--- Start THE INPUT ---

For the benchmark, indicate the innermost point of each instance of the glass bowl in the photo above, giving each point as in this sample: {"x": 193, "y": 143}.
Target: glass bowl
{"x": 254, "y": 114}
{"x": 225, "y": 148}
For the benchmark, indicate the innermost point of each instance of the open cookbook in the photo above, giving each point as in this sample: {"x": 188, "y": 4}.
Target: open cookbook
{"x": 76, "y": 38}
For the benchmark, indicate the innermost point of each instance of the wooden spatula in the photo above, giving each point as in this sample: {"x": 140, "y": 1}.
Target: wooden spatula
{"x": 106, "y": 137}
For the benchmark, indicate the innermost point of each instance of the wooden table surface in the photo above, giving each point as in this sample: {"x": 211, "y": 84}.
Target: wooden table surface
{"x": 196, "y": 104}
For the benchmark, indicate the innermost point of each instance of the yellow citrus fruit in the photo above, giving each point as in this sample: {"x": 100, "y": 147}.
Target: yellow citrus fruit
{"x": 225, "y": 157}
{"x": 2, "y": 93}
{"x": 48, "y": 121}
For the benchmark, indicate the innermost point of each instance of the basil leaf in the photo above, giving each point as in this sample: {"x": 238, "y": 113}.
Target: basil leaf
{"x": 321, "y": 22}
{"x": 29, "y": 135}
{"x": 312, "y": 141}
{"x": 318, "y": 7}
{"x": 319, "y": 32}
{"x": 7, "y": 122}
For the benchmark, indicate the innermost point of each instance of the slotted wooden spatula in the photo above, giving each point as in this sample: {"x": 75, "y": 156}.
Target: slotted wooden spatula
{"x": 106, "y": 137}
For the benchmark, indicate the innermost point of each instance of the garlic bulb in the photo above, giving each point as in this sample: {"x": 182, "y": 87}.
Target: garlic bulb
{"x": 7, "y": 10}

--- End THE INPUT ---

_WHAT YOU ARE ASKED TO DO_
From the "of the basil" line to the close of the listing, restate each line word for word.

_WRITTEN ANSWER_
For the benchmark, indicate the innermost point of each instance of the basil leaf in the photo above, giving each point as in this sample: {"x": 238, "y": 113}.
Target: basil leaf
{"x": 321, "y": 22}
{"x": 29, "y": 135}
{"x": 312, "y": 141}
{"x": 318, "y": 7}
{"x": 319, "y": 32}
{"x": 7, "y": 122}
For the benchmark, indicate the innermost point of each instance of the slotted wooden spatula in the photo above, giving each point as in this sample: {"x": 75, "y": 156}.
Target: slotted wooden spatula
{"x": 106, "y": 137}
For the benchmark, indicate the innermost point of each instance of the garlic bulb in the photo above, giving each point as in this sample: {"x": 182, "y": 87}.
Target: garlic bulb
{"x": 7, "y": 10}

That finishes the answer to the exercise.